## PHYS 100 INTRODUCTION TO PHYSICS I (4)

Three hours lecture and three hours laboratory per week

A non-calculus based introduction to the concepts and principles of physics. The areas covered include classical mechanics, wave motion and thermal physics. Practical examples will be used to illustrate the relationship between physics and other disciplines, especially the life sciences, and to develop problem-solving skills. Laboratory sessions will include computer-simulated experiments.

*GenEd: B1 *

## PHYS 101 INTRODUCTION TO PHYSICS II (4) [top]

Three hours lecture and three hours laboratory per week

*Prerequisite: PHYS 100*

A non-calculus based introduction to the concepts and principles of physics. The areas covered include electromagnetic theory, light, and atomic and nuclear physics. Practical examples will be used to illustrate the relationship between physics and other disciplines, especially the life sciences, and to develop problem-solving skills. Laboratory sessions will include computer-simulated experiments.

*GenEd: B1*

## PHYS 103 HOW THINGS WORK (3) [top]

Three hours lecture per week

Introduces the concepts behind everyday objects and experiences. Concentrates on ideas and on familiar scenarios. Designed to excite students' interests in science while conveying a substantial understanding of our everyday world.

*GenEd: B1*

## PHYS 105 INTRODUCTION TO THE SOLAR SYSTEM (4) [top]

Three hours lecture and two hours activities per week

Descriptive introduction to the astronomical properties of the Solar System. Topics include: the historical development of astronomy, the laws that govern the behavior of the Universe, the properties of the stars and galaxies, including their origin and evolution and the Big Bang theory. Activity sessions will include computer-simulated exercises, and two field trips.

Same as ASTR 105

GenEd: B1

## PHYS 106 APPLIED PHYSICS AND MODERN SOCIETY (3) [top]

Three hours lecture in the lab per week

The course provides an introduction to current topics in applied physics in the fields of solid state physics, semiconductors, superconductors and nano-structures. It shows how scientific knowledge, imagination and ingenuity can combine to offer technological solutions to a variety of topical problems. Industries dealing with, for example, detectors, remote sensing, new materials, medical imaging, biophysics, homeland security, telecommunications, and lasers will be covered.

*GenEd: B1*

## PHYS 107 THE STARS AND BEYOND (3) [top]

Three hours lecture per week

A tour through the stars and galaxies will uncover some major mysteries of the Universe. Topics include: the historical development of astronomy; the laws that govern the behavior of the Universe; the birth, life and death of stars; the collision of galaxies; and evidence for the birth and end of the entire Universe.

*GenEd: B1*

## PHYS 200 GENERAL PHYSICS I (4) [top]

Three hours lecture and three hours laboratory per week

*Prerequisite: MATH 150*

A calculus-based introduction to the concepts and principles of physics. The areas covered include classical mechanics, wave motion and thermal physics. Practical examples will be used to illustrate the relationship between physics and other disciplines, including the life sciences, and to develop problem-solving skills. Laboratory sessions will focus on computer-simulated experiments.

▶ **Records**
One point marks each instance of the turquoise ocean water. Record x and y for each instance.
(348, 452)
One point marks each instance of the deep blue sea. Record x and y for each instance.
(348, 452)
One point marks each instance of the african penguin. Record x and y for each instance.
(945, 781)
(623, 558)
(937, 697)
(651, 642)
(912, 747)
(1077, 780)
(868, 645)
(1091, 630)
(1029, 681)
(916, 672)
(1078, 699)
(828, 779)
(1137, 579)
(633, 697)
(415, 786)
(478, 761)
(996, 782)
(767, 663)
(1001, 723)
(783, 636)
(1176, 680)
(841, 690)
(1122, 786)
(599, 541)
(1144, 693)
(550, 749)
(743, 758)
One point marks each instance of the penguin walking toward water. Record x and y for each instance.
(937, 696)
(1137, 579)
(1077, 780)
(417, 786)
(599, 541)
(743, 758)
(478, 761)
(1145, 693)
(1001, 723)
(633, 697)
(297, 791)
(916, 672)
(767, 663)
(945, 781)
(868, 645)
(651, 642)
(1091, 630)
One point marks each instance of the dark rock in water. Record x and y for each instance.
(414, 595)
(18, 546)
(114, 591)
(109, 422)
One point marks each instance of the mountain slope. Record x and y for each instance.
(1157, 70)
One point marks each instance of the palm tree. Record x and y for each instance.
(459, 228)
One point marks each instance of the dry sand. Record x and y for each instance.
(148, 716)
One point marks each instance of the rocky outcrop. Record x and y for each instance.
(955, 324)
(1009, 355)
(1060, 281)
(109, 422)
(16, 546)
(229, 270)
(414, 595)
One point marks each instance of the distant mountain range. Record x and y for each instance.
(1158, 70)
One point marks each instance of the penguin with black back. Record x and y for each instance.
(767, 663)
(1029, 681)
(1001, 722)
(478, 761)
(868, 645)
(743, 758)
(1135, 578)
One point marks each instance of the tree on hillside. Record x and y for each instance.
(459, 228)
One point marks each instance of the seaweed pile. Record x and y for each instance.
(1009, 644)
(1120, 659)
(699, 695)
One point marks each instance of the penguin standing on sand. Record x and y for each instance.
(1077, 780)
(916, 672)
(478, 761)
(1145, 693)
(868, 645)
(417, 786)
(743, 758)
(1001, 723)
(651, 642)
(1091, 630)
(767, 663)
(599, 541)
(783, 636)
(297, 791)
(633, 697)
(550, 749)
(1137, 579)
--
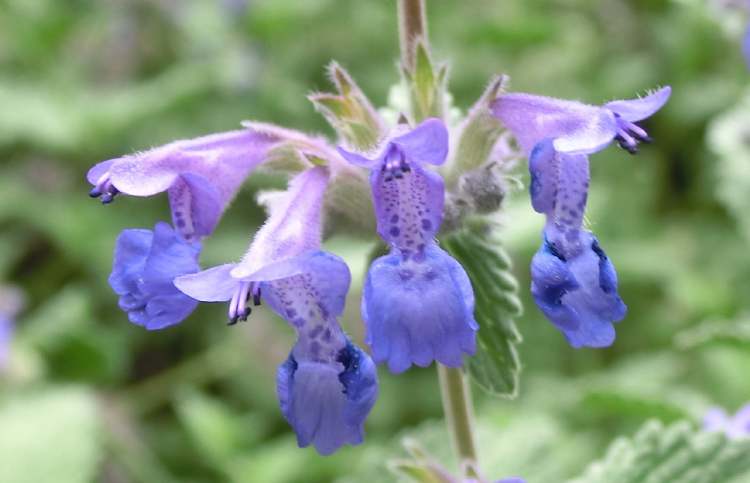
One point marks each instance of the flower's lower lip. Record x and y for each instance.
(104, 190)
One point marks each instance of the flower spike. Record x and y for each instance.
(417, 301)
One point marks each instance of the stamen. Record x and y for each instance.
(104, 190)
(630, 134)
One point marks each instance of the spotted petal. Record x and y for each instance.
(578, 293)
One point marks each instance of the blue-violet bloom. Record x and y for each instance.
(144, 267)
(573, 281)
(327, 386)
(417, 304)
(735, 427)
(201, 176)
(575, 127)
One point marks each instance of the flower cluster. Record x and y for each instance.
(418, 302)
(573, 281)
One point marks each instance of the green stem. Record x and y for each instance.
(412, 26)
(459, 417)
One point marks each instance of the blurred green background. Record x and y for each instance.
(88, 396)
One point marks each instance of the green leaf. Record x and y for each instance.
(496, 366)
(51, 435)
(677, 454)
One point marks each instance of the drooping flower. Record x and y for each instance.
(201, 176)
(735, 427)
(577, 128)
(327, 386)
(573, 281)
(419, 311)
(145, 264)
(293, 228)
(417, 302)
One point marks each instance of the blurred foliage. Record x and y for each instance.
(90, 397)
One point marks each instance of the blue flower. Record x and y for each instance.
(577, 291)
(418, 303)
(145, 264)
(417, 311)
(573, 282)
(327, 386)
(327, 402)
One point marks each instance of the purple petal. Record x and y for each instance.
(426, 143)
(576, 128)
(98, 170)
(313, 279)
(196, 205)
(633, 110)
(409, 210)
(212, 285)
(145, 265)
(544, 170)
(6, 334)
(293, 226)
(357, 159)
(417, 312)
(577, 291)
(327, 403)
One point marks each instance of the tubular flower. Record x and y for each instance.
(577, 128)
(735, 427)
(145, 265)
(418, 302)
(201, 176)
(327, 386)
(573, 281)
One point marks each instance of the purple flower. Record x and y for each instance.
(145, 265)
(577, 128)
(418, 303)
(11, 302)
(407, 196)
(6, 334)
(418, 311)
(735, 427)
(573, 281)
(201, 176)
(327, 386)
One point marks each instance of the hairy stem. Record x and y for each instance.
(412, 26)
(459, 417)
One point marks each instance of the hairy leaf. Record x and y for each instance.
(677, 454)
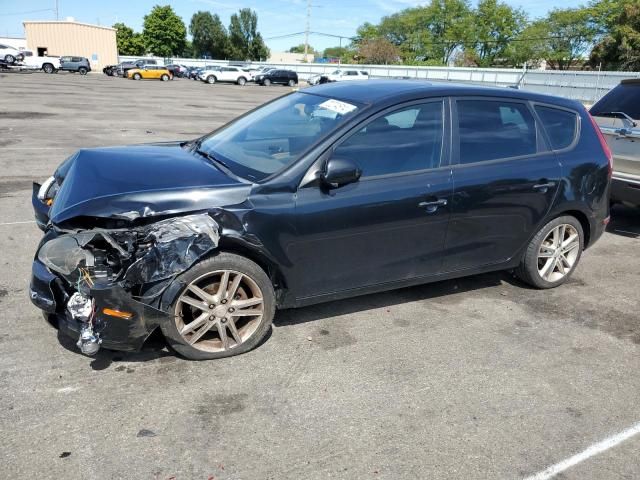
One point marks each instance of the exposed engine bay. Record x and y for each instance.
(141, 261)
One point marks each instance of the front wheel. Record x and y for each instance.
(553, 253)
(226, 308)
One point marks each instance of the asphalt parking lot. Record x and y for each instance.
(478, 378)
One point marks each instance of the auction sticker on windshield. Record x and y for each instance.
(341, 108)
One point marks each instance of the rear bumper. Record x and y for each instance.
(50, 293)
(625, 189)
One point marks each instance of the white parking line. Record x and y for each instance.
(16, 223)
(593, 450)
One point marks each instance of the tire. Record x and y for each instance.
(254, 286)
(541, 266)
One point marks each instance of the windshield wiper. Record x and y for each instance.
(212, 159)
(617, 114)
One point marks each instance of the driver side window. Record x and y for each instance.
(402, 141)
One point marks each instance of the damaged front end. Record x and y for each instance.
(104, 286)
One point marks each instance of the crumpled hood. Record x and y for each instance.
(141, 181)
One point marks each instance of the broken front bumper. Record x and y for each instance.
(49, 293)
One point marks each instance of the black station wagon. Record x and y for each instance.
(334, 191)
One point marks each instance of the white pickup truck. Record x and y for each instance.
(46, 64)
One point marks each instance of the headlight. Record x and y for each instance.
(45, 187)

▶ **Exercise tasks**
1. Extract the part of the physics course descriptions between "Introduces the concepts" and "two field trips.", inclusive.
2. Do these statements agree with the physics course descriptions? Answer yes or no for each and quote the words that decide it. (a) PHYS 101 has PHYS 100 as a prerequisite. (b) PHYS 105 includes field trips. (c) PHYS 200 is a non-calculus based course.
3. Sum up the physics course descriptions in two sentences.
The records have nothing to do with the physics course descriptions.

▶ **Task-by-task results**
1.
Introduces the concepts behind everyday objects and experiences. Concentrates on ideas and on familiar scenarios. Designed to excite students' interests in science while conveying a substantial understanding of our everyday world.

*GenEd: B1*

## PHYS 105 INTRODUCTION TO THE SOLAR SYSTEM (4) [top]

Three hours lecture and two hours activities per week

Descriptive introduction to the astronomical properties of the Solar System. Topics include: the historical development of astronomy, the laws that govern the behavior of the Universe, the properties of the stars and galaxies, including their origin and evolution and the Big Bang theory. Activity sessions will include computer-simulated exercises, and two field trips.

2.
(a) Yes: "Prerequisite: PHYS 100"
(b) Yes: "Activity sessions will include computer-simulated exercises, and two field trips."
(c) No: "A calculus-based introduction to the concepts and principles of physics."

3. The physics course descriptions cover seven courses, PHYS 100 through PHYS 200, and give the credit hours and weekly lecture, laboratory or activity hours for each, with most marked GenEd B1. The courses range from non-calculus introductions to mechanics, wave motion, thermal physics, electromagnetic theory, light, and atomic and nuclear physics, through courses on everyday objects, astronomy and applied physics, to a calculus-based General Physics I that requires MATH 150.